◆ **Blocco di testo**
------------------------------------------------------------------------

George Soros sta progettando di aprire un istituto di economia all'Università di Oxford – con lo scopo, apparentemente, “di allontanare la disciplina dai campioni del mercato libero e della deregulation che, così crede il finanziere miliardario, hanno la colpa della crisi economica globale.” È frustrato “dal modo in cui i mercati finanziari globali lavorano sulla premessa che i mercati possono essere lasciati ai loro meccanismi.”

Ian Goldin, direttore della James Martin 21st Century School, ha applaudito questa mossa considerando che “avrebbe allargato il dibattito.”

Dobbiamo allargare il dibattito, benissimo. In particolare, dobbiamo allargarlo oltre i due lati – i neoliberali e i “progressisti” – secondo i quali il capitalismo finanziario globale che abbiamo avuto negli ultimi decenni era “un mercato libero.”

Tanto per cominciare, il mercato delle assicurazioni sui mutui è quasi interamente una creazione del governo federale. Prima che i federali creassero Freddie Mac per garantire i MBS (Mortgage-Backed Securities), questi erano evitati come troppo rischiosi dalla vasta maggioranza degli investitori. Sino a quel momento, i derivati erano pricipalmente obsoleti investimenti in futures di materie prime usati dagli agricoltori come forma di assicurazione contro un crollo catastrofico dei prezzi.

------------------------------------------------------------------------

◆ **Lavoro richiesto**
Prosegui il brano sul progetto di George Soros a Oxford e sul dibattito intorno al libero mercato, riprendendo subito dopo la sua ultima frase. Le righe provengono da una fonte diversa dal brano.

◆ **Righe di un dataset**

------------------------------------------------------------------------

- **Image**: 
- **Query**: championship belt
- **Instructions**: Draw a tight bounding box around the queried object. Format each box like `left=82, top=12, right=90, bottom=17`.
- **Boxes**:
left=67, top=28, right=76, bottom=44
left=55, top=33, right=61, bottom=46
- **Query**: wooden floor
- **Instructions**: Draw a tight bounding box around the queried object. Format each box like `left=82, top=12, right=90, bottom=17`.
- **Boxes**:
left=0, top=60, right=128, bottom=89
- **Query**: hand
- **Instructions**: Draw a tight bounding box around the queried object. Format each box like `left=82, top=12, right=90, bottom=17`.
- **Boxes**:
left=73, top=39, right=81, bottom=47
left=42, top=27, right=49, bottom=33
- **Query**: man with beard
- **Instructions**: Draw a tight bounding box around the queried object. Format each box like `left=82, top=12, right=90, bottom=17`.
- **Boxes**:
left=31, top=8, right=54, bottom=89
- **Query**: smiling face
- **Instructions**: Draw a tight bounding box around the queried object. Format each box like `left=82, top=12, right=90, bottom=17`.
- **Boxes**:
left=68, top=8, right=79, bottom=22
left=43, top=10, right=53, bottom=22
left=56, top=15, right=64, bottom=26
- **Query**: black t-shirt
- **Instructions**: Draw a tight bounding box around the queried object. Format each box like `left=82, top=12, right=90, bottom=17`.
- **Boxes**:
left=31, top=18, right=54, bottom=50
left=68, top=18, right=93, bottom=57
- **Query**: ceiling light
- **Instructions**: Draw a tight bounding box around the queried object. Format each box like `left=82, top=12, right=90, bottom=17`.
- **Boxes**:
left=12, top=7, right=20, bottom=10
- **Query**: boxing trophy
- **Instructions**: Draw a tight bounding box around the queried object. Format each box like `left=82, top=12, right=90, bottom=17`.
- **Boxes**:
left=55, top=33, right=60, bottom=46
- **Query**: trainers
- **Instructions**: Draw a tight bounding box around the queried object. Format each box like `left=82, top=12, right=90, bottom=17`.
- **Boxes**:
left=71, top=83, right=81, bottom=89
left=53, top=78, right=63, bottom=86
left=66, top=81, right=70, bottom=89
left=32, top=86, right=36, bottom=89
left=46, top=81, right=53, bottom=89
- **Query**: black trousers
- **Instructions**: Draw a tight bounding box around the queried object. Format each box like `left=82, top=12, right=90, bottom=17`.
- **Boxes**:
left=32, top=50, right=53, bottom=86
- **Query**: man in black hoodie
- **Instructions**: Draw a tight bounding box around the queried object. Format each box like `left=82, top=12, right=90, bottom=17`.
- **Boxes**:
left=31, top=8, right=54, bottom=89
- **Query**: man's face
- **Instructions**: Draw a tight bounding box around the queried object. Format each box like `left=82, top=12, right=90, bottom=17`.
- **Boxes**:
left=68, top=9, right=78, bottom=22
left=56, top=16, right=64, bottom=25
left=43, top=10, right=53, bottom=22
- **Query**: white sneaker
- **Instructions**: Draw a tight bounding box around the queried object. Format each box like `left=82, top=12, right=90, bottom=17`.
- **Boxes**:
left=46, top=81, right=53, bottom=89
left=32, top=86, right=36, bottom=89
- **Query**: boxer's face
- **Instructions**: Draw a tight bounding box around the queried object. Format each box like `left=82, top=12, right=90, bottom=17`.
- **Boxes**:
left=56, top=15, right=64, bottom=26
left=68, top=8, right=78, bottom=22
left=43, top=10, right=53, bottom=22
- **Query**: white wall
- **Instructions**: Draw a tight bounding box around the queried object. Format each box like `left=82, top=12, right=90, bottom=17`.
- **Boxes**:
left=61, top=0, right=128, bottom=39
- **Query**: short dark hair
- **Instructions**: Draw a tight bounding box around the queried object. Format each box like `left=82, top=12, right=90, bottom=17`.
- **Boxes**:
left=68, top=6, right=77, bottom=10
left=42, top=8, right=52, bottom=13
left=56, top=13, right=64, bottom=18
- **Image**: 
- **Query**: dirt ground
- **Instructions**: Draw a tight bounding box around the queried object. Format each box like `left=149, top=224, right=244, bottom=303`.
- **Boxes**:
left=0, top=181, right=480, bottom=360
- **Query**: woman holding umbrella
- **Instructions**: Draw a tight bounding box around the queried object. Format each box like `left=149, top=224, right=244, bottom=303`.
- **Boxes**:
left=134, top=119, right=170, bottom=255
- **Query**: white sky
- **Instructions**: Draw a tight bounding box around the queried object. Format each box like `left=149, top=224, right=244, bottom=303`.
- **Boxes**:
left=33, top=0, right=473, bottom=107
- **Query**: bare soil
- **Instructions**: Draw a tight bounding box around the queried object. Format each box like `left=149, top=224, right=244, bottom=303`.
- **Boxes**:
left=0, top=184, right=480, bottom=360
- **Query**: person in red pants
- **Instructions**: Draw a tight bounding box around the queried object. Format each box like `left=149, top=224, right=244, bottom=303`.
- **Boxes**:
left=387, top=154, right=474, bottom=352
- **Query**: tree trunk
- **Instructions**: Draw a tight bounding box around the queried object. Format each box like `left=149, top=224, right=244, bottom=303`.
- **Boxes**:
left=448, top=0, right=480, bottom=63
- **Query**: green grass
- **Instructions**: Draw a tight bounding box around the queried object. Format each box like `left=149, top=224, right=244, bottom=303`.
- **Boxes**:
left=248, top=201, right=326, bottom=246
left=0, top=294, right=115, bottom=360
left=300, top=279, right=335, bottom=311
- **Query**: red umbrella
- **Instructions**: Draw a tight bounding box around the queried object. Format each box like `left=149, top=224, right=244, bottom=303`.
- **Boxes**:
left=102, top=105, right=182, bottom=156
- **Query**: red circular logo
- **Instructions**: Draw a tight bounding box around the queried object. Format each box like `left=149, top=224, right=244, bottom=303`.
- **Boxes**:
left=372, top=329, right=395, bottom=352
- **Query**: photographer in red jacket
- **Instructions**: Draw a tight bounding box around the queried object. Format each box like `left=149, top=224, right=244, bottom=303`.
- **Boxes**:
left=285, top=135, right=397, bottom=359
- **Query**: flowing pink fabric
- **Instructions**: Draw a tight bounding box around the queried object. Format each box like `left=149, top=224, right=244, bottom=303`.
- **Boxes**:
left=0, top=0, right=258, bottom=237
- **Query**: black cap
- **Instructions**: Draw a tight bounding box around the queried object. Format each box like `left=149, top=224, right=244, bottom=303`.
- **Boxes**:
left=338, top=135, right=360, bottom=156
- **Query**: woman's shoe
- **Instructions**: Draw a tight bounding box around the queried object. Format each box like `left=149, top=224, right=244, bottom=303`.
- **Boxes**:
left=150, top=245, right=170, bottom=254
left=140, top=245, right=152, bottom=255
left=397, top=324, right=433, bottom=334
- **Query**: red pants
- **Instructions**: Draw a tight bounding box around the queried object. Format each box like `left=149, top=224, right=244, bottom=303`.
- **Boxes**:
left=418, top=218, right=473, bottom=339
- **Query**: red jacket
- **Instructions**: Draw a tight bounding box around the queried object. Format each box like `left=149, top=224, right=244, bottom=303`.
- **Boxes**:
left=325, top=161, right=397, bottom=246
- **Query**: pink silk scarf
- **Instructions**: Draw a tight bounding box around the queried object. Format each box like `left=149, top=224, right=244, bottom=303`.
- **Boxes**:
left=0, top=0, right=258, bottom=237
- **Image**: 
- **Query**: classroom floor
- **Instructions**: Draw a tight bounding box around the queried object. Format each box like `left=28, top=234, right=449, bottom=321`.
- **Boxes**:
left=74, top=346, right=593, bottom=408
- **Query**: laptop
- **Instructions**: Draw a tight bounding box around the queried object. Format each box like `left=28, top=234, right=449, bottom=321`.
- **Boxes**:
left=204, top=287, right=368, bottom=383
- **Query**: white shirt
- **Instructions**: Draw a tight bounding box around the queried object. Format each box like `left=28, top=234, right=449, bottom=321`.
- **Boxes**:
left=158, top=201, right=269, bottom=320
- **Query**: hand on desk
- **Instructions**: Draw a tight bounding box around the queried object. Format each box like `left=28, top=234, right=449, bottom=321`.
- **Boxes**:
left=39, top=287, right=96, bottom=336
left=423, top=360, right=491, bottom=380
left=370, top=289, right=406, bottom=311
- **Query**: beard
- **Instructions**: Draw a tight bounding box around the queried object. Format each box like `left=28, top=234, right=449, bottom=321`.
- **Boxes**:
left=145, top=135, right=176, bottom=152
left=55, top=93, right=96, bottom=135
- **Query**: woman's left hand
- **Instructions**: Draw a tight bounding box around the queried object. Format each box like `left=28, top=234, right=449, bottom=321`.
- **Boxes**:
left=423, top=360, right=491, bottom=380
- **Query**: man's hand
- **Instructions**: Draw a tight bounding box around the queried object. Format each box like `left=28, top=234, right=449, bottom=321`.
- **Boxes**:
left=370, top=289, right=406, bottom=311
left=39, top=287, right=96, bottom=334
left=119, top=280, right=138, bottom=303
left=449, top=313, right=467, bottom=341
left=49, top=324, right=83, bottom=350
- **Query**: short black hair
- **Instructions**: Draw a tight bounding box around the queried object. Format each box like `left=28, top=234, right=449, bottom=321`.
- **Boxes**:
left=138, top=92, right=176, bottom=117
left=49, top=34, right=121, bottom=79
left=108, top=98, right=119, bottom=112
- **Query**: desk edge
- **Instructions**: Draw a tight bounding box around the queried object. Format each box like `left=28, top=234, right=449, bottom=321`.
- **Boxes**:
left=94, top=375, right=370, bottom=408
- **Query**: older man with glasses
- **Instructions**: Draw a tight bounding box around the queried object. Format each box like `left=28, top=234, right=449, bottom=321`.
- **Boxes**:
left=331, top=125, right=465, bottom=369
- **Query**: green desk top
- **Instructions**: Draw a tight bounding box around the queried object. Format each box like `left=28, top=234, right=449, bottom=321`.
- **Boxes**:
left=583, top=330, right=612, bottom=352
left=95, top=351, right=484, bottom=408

------------------------------------------------------------------------

◆ **Risposta**
Ai sensi dell'accordo di Basilea II, che è entrato in effetto nel 2004, un mutuo ipotecario diretto di una banca locale per un cliente con una soddisfacente stima del credito comporta una valutazione di rischio del 35%. Un'assicurazione su un mutuo, dall'altro lato, comporta una valutazione di rischio di soltanto il 20%. Così i requisiti di riserva erano fissati più in alto per i mutui in mano all'originaria banca di emissione (che ha “richiedeva conoscenza locale,” come precisa Sheldon Richman) rispetto ai MBS comprate da altre banche. Il minore requisito di riserva per i MBS significava che una maggiore quantità di denaro era disponibile per essere prestata contro una riserva data, il che ha fornito alle banche un forte incentivo a vendere i propri mutui il più rapidamente possibile ed investire sui MBS. Per dirla con Les Antman, “Basilea II ha virtualmente imposto alle banche di vendere i loro prestiti se volevano rimanere competitive.”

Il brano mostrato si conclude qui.